:: PAGE EXTRACT ::
------

Last night I watched —because it happened to be the most recent arrival from my long and winding Netflix queue—Jean-Luc Goddard’s “missing” 1960 film Le Petit Soldat. The film’s style may be outdated but its subject matter —torture and patriotism as aspects of (in this case the Algerian) war— couldn’t be more….how shall I put it….au courant.
Le Petit Soldat went “missing” for three years because the French government felt its depiction of torture was unhelpful and banned it from distribution in France. By the time it was allowed to be shown, the war had been ended and the nation and the director had moved on to other things. (Among the other things the director moved on to was marrying the film’s leading lady Anna Karina.) As a result, LPS all but disappeared from the Goddard oeuvre until this excellent DVD (which includes an interesting abridged commentary) was released in 2001.

So I awakened this morning with the memory of stale Gauloises and the echoes of Gallic philosophizing (it’s in LPS that Goddard’s famous line —“Photography is truth, and cinema is truth 24 times per second”— is delivered) still rattling around in my brain.

An interesting op-ed by Jean-Claude Guillebaud in The New York Times plunged me right back into 1960s France — this time a few years later for the May 1968 strikes by students and workers.

------

:: WHAT THIS EXERCISE ASKS ::
(A) Please reproduce part of the post on Le Petit Soldat word for word, everything from "Last night I" down to "released in 2001.".
(B) According to the post on Le Petit Soldat, in what year was the DVD of the film released?
(C) Resume the post on Le Petit Soldat and write on from its final sentence.
The material that comes after this has nothing to do with the work here.

:: RECORDS SUPPLIED ::
------

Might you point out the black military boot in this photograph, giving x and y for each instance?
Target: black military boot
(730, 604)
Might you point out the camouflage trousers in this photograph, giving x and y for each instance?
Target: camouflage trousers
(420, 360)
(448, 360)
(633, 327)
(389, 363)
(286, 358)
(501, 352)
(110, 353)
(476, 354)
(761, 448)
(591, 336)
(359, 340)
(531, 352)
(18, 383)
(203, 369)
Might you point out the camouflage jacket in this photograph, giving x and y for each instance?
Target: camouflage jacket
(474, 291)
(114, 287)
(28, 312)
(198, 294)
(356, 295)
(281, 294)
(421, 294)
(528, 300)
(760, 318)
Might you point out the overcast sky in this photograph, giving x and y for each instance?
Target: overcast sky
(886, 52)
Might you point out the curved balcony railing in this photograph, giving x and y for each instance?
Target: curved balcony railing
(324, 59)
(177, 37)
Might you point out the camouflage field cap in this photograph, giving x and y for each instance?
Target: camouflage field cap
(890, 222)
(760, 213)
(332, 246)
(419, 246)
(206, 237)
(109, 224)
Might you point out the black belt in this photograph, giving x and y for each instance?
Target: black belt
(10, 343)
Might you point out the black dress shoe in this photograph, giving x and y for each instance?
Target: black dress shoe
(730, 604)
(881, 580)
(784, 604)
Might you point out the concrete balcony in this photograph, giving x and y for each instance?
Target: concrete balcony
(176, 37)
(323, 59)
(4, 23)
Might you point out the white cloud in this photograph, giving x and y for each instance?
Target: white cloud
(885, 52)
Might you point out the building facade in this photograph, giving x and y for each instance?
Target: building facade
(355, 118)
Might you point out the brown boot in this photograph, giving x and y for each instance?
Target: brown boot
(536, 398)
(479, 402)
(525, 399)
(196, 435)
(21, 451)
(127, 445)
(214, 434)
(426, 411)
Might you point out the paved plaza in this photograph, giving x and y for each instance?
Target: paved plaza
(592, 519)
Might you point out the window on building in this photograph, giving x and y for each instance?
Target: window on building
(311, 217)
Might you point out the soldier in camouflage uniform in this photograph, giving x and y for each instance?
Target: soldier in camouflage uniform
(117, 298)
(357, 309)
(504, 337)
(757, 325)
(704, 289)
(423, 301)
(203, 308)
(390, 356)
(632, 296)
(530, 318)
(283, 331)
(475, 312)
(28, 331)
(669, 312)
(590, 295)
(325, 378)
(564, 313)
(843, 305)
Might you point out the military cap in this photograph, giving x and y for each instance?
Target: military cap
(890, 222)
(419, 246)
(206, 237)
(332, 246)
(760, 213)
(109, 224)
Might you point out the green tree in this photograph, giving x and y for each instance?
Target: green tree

------

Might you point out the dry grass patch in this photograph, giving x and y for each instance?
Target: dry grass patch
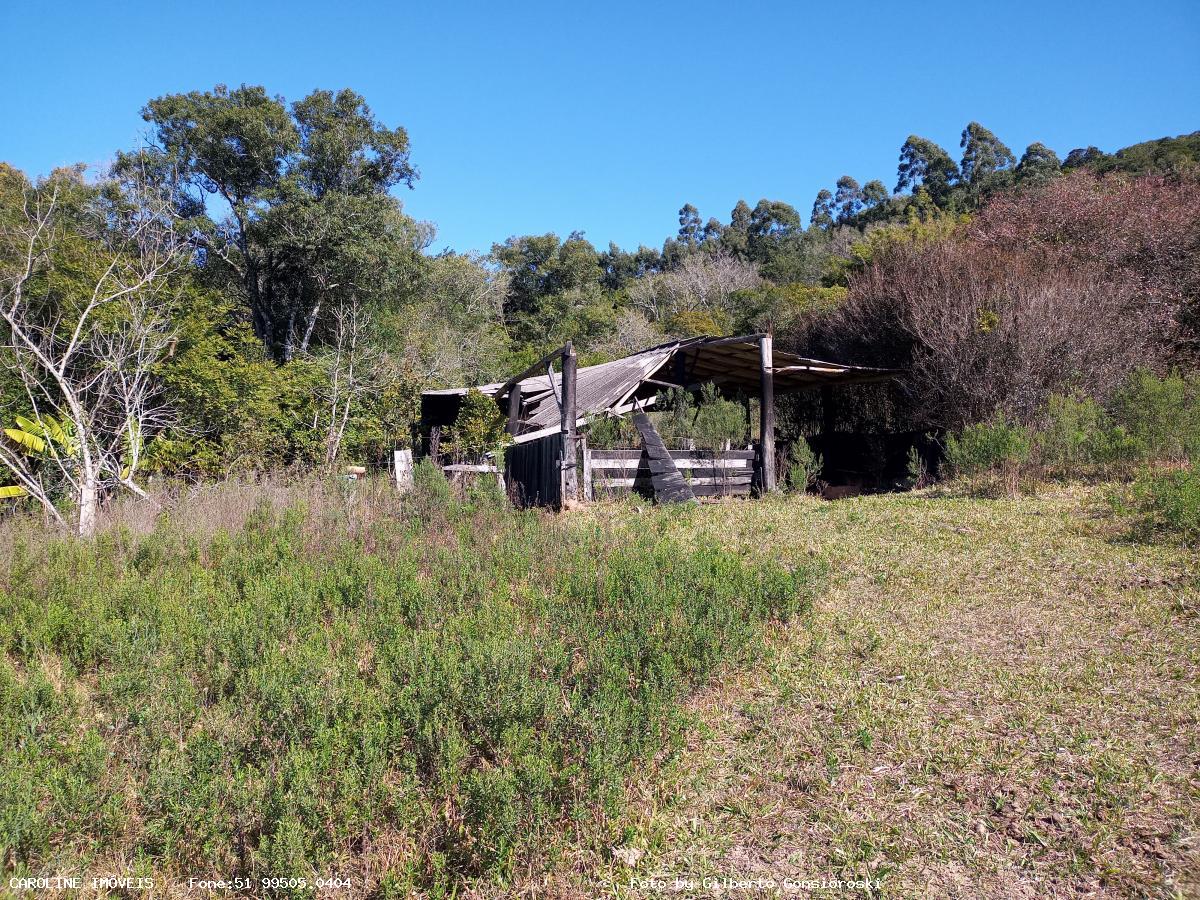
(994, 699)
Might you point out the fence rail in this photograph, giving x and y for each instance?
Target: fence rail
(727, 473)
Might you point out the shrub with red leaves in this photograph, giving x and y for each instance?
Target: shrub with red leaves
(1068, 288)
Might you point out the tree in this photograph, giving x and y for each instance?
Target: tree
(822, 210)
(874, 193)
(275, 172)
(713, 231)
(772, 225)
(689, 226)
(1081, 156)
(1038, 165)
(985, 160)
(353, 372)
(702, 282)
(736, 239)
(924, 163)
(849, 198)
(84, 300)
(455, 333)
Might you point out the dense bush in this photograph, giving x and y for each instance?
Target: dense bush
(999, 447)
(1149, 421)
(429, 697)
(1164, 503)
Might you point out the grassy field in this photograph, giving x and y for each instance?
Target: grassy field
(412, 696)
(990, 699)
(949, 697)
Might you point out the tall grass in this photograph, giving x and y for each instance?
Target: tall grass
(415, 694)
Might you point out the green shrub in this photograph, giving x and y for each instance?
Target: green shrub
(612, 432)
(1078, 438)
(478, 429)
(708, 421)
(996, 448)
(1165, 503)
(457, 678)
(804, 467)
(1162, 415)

------

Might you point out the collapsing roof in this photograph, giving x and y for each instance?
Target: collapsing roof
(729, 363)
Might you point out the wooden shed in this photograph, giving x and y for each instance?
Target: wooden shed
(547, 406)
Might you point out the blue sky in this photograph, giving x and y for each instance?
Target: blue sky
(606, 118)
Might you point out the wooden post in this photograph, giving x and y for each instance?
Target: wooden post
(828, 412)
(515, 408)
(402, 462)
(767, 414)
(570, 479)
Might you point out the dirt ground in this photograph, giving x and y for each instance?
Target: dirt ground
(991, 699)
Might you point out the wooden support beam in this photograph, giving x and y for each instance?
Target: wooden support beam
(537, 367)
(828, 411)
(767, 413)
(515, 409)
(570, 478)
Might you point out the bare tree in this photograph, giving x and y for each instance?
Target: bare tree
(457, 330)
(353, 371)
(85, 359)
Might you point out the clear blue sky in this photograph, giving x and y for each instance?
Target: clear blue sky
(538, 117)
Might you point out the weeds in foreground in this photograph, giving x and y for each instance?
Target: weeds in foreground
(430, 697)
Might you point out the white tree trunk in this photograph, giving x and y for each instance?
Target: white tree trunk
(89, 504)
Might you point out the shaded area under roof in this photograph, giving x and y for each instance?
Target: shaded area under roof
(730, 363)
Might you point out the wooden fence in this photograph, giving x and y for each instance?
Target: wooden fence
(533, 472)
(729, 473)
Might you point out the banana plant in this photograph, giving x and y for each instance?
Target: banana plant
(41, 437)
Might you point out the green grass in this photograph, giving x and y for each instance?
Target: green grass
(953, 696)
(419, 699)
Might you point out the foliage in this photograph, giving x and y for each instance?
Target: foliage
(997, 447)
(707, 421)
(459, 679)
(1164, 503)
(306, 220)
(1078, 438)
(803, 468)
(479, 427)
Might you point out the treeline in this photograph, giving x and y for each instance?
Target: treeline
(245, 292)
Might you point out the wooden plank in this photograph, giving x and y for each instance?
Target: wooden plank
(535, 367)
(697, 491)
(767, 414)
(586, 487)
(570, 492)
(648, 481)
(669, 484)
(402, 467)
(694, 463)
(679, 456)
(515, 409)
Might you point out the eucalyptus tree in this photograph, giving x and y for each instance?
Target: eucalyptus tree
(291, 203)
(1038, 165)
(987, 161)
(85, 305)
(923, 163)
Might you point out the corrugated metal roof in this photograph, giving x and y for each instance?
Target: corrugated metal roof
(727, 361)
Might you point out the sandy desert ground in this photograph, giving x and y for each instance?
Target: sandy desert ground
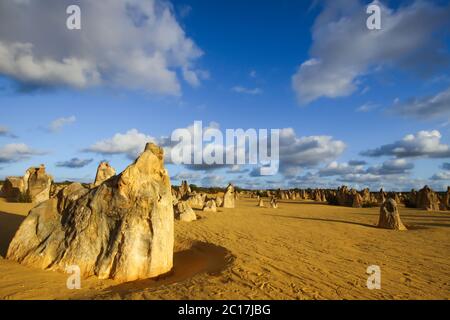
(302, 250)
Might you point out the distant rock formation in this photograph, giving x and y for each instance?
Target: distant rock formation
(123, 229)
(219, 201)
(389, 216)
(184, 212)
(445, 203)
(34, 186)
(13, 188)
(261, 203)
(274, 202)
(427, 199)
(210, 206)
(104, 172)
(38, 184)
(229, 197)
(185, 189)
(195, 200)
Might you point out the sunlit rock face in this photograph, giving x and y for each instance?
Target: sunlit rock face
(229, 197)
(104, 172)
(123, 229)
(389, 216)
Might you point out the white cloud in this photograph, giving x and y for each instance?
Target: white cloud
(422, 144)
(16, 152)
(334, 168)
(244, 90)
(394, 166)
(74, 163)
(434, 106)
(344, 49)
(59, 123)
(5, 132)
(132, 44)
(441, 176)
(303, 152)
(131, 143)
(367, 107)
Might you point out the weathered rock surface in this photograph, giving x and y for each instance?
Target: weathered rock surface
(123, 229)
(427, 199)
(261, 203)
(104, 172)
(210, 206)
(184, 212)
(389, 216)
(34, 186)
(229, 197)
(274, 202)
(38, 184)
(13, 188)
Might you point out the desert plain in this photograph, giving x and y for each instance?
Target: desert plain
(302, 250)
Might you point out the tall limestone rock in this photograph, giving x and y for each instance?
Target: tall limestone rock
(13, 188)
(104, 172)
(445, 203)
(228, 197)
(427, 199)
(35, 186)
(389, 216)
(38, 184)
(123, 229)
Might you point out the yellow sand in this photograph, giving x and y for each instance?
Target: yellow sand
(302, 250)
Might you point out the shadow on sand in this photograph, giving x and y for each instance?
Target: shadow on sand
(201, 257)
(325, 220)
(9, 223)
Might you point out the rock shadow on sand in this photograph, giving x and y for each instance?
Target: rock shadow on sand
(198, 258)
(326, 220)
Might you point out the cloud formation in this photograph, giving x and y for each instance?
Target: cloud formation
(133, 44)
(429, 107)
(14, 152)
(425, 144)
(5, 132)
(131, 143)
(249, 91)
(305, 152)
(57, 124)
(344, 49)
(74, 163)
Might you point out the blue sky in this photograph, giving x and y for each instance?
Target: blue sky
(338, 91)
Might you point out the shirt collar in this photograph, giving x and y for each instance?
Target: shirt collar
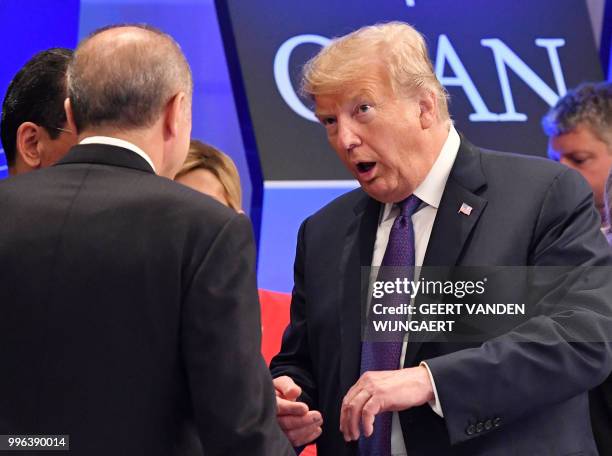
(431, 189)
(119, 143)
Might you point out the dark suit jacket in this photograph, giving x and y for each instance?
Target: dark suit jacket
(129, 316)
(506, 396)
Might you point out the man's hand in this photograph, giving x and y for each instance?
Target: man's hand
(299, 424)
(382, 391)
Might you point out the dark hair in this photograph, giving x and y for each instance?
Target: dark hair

------

:: ANSWERS PROVIDED ::
(A)
Last night I watched —because it happened to be the most recent arrival from my long and winding Netflix queue—Jean-Luc Goddard’s “missing” 1960 film Le Petit Soldat. The film’s style may be outdated but its subject matter —torture and patriotism as aspects of (in this case the Algerian) war— couldn’t be more….how shall I put it….au courant.
Le Petit Soldat went “missing” for three years because the French government felt its depiction of torture was unhelpful and banned it from distribution in France. By the time it was allowed to be shown, the war had been ended and the nation and the director had moved on to other things. (Among the other things the director moved on to was marrying the film’s leading lady Anna Karina.) As a result, LPS all but disappeared from the Goddard oeuvre until this excellent DVD (which includes an interesting abridged commentary) was released in 2001.

(B) 2001

(C)
In “France’s Bright Shining Lie” Mr. Guillebaud, an author and columnist for Le Nouvel Observateur, tries to figure out why there is now such a mania, such a “frenzy of nostalgia,” for those few days in spring.

Forty years after the French student and worker uprisings of May 1968, we are experiencing a flood: dozens of books, hundreds of articles, special editions of magazines are devoted to the riots and strikes of that month. A day doesn’t pass without the radio and television stations offering a retrospective, a debate or a portrait of the main characters of the era. Since mid-April, all we seemed to have talked about in France is 1968. We’ve never had such an outpouring of reminiscences, not even in 1989, when the bicentennial of the French Revolution was celebrated.

Having lived through it as a young grad student and journalist, Mr. Guillebaud is astonished that so much nostalgia is being ginned up for those revolting students.

He fixes on four explanations. The first, which is wonderfully French, is the ambiguity of the events. (And I’m sure this reads even more French in the French if you catch my drift. It sounds like it could have been the basis of a soliloquy in Le Petit Soldat — and maybe it was, because my attention drifted a couple of times).

The second explanation is narcissism — which should never to be underestimated as an explanation for most things.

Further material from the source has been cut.